------ RECORD EXTRACTS ------

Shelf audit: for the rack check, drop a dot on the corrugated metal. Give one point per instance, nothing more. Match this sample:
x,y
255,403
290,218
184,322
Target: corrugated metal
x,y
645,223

------

Set down the records again without altering a word.

Shelf audit: for the rack check, drop a dot on the corrugated metal. Give one point per instance, nothing more. Match this sample:
x,y
255,403
290,218
184,322
Target: corrugated metal
x,y
645,223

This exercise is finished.